▶ _Enunciado 1_: Indique se cada afirmação a seguir está de acordo com o trecho sobre a conversação espiritual de Inácio. Responda sim ou não e cite entre aspas as palavras exatas do trecho que decidem. (a) Inácio foi um autodidata sem nenhuma dívida com a Tradição dos Padres da Igreja. (b) Do ponto de vista cronológico, a Autobiografia é uma obra póstuma. (c) Em Loyola, Inácio partiu da conversação com os homens para chegar à conversação com Deus.

▶ _Trecho fornecido_:
^^^^
Qual foi a experiência de
Inácio em matéria de conversação espiritual? Qual a unção que recebeu do
Espírito e quais as orientações que encontrou para colaborar com ela? No que se
refere à sua espiritualidade, ele, como todos os espirituais, é devedor da
Tradição dos Padres da Igreja. Mas não é menos certo também que em grande
medida foi também um autodidata como se vê claramente no discernimento dos
espíritos. Como não tinha quem o ensinasse nessas matérias entrou por graça
divina na escola de Deus que o instruiu diretamente : ‘Neste tempo [de Manresa]
Deus o tratava da mesma maneira que um mestre-escola trata uma criança,
ensinando-lhe’(Aut 27).
Sob a guia do Espírito
: da conversão à conversação
Durante o tempo de sua
conversão em Loyola, Inácio parte, na matéria do conversar, da conversação com
Deus e a partir dela passa à conversação com os homens. Sua longa convalescença
e os intermináveis espaços de solidão em Loyola o levaram a conversar com ele
do que passava no seu interior. Uma autêntica conversação espiritual : o Relato
do Peregrino (Autobiografia) [Aut. 1-37]. Ainda que cronologicamente é sua obra
póstuma (1553-1555), podemos encontrar nela os inícios da conversação inaciana.
Pela sua origem, os meios que empregou e a finalidade que pretendeu ao fazê-la,
a Autobiografia não somente narra a história de sua conversação, mas ela mesma
é uma autêntica conversação espiritual; nela, Inácio fala escolhendo
cuidadosamente suas palavras e com a força que as inspira, Inácio comunica à
experiência uma familiaridade com Deus, um Deus que está na raiz de todos os
acontecimentos que vai relatando. Encontramos, inicialmente, uma longa gestação
de seu mundo interior que vai se traduzindo, pouco a pouco, em palavras
exteriores. Os livros da Vida de Cristo e da Vida dos
Santos abrem nele um diálogo com Deus e consigo mesmo (cf. Aut. 1.12).
^^^^
▶ _Enunciado 2_: Mostre, por favor, todas as linhas dos registros que contêm a palavra "peach". Leve em conta a diferença entre maiúsculas e minúsculas.

▶ _Dados da tarefa_:
^^^^
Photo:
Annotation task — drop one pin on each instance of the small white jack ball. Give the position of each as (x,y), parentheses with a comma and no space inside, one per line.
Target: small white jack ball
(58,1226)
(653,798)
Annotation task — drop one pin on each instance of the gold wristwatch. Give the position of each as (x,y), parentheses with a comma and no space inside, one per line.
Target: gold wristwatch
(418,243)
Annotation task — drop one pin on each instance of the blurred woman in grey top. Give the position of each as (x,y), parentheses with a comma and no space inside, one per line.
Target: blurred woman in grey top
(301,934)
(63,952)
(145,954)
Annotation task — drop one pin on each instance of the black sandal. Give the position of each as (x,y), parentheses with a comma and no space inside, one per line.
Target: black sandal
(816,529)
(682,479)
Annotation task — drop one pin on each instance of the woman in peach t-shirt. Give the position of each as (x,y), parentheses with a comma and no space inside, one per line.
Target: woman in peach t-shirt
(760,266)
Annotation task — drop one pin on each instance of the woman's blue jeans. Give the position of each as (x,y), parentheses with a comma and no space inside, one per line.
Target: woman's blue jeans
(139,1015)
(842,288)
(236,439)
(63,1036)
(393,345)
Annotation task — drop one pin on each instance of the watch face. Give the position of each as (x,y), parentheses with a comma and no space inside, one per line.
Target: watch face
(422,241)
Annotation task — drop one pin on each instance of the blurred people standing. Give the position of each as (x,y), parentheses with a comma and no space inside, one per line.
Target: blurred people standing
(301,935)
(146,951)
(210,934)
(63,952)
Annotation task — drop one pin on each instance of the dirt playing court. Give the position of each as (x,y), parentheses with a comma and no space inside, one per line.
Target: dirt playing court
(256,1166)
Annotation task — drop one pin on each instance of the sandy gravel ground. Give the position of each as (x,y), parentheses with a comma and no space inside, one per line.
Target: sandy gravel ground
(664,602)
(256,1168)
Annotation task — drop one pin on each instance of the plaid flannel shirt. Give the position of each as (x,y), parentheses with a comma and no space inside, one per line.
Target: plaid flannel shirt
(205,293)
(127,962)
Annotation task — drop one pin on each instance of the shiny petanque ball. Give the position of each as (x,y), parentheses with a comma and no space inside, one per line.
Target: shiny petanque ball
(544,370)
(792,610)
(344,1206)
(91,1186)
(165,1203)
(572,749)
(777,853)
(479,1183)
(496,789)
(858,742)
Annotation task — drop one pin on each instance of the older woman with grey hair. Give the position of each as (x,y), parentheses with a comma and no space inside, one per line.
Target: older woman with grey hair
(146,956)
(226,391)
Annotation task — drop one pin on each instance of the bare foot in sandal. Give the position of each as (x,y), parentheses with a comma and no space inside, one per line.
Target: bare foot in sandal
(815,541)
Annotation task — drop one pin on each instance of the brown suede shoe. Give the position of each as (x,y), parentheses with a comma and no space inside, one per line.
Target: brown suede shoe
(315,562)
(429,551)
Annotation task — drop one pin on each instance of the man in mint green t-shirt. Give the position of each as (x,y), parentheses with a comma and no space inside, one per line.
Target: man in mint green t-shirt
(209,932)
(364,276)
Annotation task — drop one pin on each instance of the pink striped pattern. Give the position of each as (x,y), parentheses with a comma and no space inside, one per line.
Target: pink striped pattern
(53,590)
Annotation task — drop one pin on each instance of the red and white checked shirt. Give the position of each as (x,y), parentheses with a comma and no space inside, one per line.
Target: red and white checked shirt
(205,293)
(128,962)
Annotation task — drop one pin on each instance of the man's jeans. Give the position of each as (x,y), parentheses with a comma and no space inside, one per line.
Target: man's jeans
^^^^
▶ _Resultado do exercício 1_:
(a) Não: "ele, como todos os espirituais, é devedor da Tradição dos Padres da Igreja"
(b) Sim: "Ainda que cronologicamente é sua obra póstuma (1553-1555)"
(c) Não: "Inácio parte, na matéria do conversar, da conversação com Deus e a partir dela passa à conversação com os homens"

▶ _Resultado do exercício 2_:
Annotation task — drop one pin on each instance of the woman in peach t-shirt. Give the position of each as (x,y), parentheses with a comma and no space inside, one per line.
Target: woman in peach t-shirt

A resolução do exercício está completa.